◆ QUESTIONS ◆
- 1) In the passage on mental illness among prison inmates, what percentage of Virginia state inmates does the Department of Corrections spokesman say are considered mentally ill?
- 2) Carry on with the passage on mental illness among prison inmates, beginning right after its final sentence.

She cited the May 24, 2011, bludgeoning death of Donald Lawson, 58, of Martinsville, as an example. Lawson’s former stepson, Kenneth Brian Smith, 42, of Martinsville, pleaded guilty in July to the killing. According to court records, Lawson was killed because Smith wanted money so that he and his girlfriend could leave Martinsville.
Smith will spend the rest of his life in prison, and Alexander was sentenced to 25 years in prison, according to previous reports.
“How do you take an ax and hack somebody to death,” Ziglar asked. She added that while society finds his actions repulsive, Smith “is just as sane as anybody.”
Larry Traylor, spokesman for the Virginia Department of Corrections, said about 15 percent of state inmates are considered mentally ill.
That number is significantly lower than figures released in mid-2005 in a special report by the Bureau of Justice Statistics, which is the statistical agency of the U.S. Department of Justice. Based on data from personal interviews with state and federal prisoners in 2004 and local jail inmates in 2002, that report concluded that more than half of all prison and jail inmates had a mental health problem. Those with mental health issues include 705,600 inmates in state prisons, 70,200 in federal prisons, and 479,900 in local jails, the report stated.

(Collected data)

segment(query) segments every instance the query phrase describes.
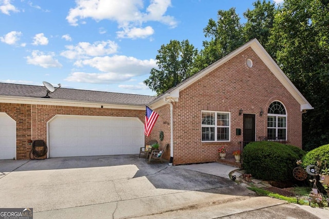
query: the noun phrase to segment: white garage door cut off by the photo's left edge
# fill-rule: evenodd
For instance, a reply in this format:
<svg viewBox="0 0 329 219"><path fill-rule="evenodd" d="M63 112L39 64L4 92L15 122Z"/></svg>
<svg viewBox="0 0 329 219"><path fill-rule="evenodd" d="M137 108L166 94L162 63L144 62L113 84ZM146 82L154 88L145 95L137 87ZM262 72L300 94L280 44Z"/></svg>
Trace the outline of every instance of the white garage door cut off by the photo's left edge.
<svg viewBox="0 0 329 219"><path fill-rule="evenodd" d="M0 160L16 157L16 122L0 112Z"/></svg>

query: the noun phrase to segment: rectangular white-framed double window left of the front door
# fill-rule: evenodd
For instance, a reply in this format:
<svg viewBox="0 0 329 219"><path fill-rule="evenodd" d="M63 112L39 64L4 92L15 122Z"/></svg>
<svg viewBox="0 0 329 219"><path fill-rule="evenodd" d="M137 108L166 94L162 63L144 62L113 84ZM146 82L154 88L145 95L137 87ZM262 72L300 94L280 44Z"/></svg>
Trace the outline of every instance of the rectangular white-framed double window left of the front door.
<svg viewBox="0 0 329 219"><path fill-rule="evenodd" d="M230 113L202 111L202 141L230 141Z"/></svg>

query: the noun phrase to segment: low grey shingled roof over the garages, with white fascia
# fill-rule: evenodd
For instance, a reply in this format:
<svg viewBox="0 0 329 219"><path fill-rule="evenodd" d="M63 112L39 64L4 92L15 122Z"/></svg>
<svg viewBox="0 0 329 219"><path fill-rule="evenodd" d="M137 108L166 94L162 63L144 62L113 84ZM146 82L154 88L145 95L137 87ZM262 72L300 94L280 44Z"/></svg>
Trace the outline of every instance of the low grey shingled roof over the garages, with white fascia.
<svg viewBox="0 0 329 219"><path fill-rule="evenodd" d="M46 96L47 89L44 86L20 85L0 83L0 102L3 103L28 103L45 105L113 105L118 108L143 107L155 99L155 96L112 93L92 90L78 90L58 88ZM125 107L124 107L125 106ZM115 108L115 107L114 107Z"/></svg>

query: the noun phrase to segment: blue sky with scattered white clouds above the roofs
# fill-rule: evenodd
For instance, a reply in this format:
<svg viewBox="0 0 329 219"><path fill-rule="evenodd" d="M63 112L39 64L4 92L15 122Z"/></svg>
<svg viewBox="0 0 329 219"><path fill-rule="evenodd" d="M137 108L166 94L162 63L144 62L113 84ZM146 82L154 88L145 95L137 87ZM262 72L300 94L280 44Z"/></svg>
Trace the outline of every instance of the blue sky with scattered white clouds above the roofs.
<svg viewBox="0 0 329 219"><path fill-rule="evenodd" d="M0 82L155 95L143 81L161 45L200 50L218 10L235 7L243 23L253 2L0 0Z"/></svg>

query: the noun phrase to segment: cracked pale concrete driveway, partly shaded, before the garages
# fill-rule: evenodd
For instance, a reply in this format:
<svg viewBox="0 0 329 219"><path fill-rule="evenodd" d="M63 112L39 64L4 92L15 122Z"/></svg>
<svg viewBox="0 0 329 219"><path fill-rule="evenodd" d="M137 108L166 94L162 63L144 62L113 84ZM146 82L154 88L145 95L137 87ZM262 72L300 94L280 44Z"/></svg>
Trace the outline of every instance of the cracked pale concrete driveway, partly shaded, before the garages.
<svg viewBox="0 0 329 219"><path fill-rule="evenodd" d="M147 164L138 155L3 160L0 208L33 208L34 218L165 218L165 213L220 204L235 203L226 209L239 213L285 203L253 197L253 192L228 178L233 169L217 163ZM258 204L250 204L250 198ZM241 202L249 205L239 207ZM214 218L193 215L189 218Z"/></svg>

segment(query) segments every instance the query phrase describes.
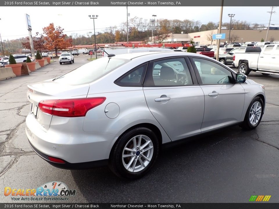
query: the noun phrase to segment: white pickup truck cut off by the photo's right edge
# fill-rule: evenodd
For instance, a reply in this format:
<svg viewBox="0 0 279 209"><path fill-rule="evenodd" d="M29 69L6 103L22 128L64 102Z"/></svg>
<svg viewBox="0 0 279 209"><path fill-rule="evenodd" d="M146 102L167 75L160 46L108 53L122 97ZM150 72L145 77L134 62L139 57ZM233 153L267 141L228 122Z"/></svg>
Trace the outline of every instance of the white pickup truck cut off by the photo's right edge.
<svg viewBox="0 0 279 209"><path fill-rule="evenodd" d="M245 75L251 71L279 75L279 44L264 45L260 53L235 53L233 64Z"/></svg>

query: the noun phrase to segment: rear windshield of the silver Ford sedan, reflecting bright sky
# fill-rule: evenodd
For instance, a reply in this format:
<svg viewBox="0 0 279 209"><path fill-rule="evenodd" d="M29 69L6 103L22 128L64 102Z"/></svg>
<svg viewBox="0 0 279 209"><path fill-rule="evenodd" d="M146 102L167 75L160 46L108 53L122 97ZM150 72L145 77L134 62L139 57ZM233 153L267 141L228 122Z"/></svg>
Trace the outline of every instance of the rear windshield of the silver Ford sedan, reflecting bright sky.
<svg viewBox="0 0 279 209"><path fill-rule="evenodd" d="M68 85L91 83L129 61L118 58L99 58L56 78L54 81Z"/></svg>

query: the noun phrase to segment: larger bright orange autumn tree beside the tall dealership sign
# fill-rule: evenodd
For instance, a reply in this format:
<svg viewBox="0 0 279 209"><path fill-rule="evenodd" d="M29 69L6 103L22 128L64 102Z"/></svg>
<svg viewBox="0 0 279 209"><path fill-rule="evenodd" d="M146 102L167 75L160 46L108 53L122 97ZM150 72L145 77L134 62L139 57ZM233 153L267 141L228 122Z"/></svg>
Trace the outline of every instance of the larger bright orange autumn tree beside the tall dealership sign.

◆ ANSWERS PER TASK ◆
- 1) About 15 percent.

- 2)
Those numbers are significantly higher because inmates with substance/drug abuse are counted as having mental health issues, suggested Jim Tobin, director of Piedmont Community Services.
In Virginia, the number of inmates with mental health issues is fairly static, Tobin said, for two basic reasons.
“One is the idea that some people with a mental illness engage in criminal behavior and need to be in jail,” Tobin said. Second, “our society is not real good at dealing with people who are unpredictable” or those who exhibit risky behavior, “and there are some people that end up in our local jails because no one knows what to do with them.”